Die Musikbibliothek der Ruhr-Universität Bochum soll im August geschlossen werden. In ihr lagern wertvolle Noten, Bücher, Schallplatten und Videoaufzeichnungen, mit Unikaten, die es teilweise nur in Bochum gibt. Die Folkwang Hochschule in Essen will den Bestand übernehmen. Allerdings kann sie ihn frühestens Ende 2010 zur Verfügung stellen - wohin also mit den Preziosen?

Von Hilde Braun |
    "Also jeder, der hierher kommt und das hört sagt, das ist ein Skandal, das ist unmöglich, das kann man doch nicht einfach machen..."

    Arntrud Reuter ist besorgt. 30 Jahre lang war sie Leiterin der musikwissenschaftlichen Bibliothek in Bochum und kennt jeden einzelnen Band. Handgedruckte Partituren aus dem 19. Jahrhundert, Schellackplatten, komplette Zeitschriftensammlungen stehen dort. In spätestens drei Monaten soll die Bibliothek dem Fachbereich Biopsychologie Platz machen. Die Folkwang Hochschule in Essen übernimmt ihn, kann ihn aber noch nicht veröffentlichen, weil der Platz fehlt:

    "Ich befürchte jetzt nun, dass das alles in Kartons gepackt wird und irgendwo unzugänglich in einen Dunkelraum kommt. Und dazu ist das Ganze auch zu wertvoll, dass man es einfach aus dem Verkehr ziehen kann. Solche Lagerung tut keinem Buch gut, weil da eben Packer mit umgehen und nicht Leute, die die Dinge zu schätzen wissen. Da kann natürlich einiges passieren."

    Die Literatur ist also wahrscheinlich über ein Jahr für niemanden zugänglich. Nicht nur Studierende, sondern auch Schüler oder Mitglieder anderer Hochschulen sind regelmäßig zu Gast in Bochum: Die Bibliothek ist für die Opernforschung deutschlandweit bekannt. Dort gibt es Erstausgaben, von denen keine Neudrucke existieren. Insgesamt 75.000 Bücher, Tonträger und Zeitschriften haben bislang die Bücherwände der Ruhr-Universität geschmückt. Arntrud Reuters Herz hängt an dem Bestand:

    "Ich bin seit 1979 hier und habe seitdem alles betreut, und habe alles digitalisiert und kenne natürlich jedes Buch und jede Note und jeden Tonträger."

- **Arbeitsanweisungen**:
A. Nenne alle Arten von Beständen, die laut dem ersten Absatz des Textauszugs in der Musikbibliothek lagern.
B. Welchem Fachbereich soll die Bibliothek laut Textauszug Platz machen?

- **Daten**:
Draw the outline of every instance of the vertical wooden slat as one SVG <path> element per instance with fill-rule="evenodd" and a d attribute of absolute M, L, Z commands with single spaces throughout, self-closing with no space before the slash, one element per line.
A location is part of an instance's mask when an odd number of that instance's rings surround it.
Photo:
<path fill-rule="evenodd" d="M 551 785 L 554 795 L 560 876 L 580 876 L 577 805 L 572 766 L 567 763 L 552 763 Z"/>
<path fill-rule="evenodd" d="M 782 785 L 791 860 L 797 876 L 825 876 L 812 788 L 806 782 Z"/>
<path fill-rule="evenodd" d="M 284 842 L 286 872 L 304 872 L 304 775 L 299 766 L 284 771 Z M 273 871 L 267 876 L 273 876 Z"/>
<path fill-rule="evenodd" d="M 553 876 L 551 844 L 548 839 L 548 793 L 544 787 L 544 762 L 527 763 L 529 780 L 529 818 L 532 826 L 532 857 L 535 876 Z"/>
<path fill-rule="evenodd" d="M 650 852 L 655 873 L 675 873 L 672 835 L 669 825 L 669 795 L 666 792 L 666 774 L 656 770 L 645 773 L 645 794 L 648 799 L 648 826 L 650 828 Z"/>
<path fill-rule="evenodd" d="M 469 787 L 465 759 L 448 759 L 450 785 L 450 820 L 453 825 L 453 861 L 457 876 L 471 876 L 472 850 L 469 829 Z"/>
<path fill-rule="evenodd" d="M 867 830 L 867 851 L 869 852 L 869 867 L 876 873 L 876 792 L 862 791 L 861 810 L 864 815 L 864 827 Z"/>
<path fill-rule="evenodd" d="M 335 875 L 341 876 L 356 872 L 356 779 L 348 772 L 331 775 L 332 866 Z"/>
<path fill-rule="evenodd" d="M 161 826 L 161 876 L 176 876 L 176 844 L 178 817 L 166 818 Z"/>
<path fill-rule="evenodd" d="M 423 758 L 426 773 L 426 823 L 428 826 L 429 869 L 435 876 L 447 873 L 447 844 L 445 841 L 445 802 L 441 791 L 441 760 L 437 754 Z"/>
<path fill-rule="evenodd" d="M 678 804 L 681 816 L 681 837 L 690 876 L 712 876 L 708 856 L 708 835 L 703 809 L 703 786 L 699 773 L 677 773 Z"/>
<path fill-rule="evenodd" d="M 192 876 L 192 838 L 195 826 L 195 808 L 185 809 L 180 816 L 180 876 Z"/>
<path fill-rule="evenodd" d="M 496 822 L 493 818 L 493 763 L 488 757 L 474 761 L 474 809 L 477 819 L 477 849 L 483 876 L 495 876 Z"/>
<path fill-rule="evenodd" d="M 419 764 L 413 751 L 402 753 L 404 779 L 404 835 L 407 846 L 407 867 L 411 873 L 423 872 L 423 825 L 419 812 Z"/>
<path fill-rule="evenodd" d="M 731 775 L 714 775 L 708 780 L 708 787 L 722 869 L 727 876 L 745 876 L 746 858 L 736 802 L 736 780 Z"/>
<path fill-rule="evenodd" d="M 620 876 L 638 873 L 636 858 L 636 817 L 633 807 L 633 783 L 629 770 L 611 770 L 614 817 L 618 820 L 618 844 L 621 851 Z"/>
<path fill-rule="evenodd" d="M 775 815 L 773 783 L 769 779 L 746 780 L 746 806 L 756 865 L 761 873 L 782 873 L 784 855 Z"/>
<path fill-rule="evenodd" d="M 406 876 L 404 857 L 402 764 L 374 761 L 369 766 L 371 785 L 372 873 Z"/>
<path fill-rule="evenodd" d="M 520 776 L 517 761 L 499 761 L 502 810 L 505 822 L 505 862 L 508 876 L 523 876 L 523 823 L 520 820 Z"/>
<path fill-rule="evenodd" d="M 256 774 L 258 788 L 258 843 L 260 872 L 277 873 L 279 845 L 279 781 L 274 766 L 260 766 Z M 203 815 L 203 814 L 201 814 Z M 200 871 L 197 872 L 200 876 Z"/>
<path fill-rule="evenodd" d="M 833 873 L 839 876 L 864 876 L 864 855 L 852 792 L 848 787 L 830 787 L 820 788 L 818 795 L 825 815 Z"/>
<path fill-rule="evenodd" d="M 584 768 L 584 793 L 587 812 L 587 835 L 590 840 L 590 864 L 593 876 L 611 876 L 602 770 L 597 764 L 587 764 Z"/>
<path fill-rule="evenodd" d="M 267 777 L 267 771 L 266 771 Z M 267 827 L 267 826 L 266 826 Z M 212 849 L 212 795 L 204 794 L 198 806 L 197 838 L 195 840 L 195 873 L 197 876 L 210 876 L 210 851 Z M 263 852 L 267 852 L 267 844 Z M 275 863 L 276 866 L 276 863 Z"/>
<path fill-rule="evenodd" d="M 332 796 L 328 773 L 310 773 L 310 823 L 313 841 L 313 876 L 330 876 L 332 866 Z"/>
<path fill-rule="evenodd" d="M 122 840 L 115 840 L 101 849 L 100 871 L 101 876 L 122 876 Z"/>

- **Lösungen**:
A. Noten, Bücher, Schallplatten und Videoaufzeichnungen.

B. Dem Fachbereich Biopsychologie.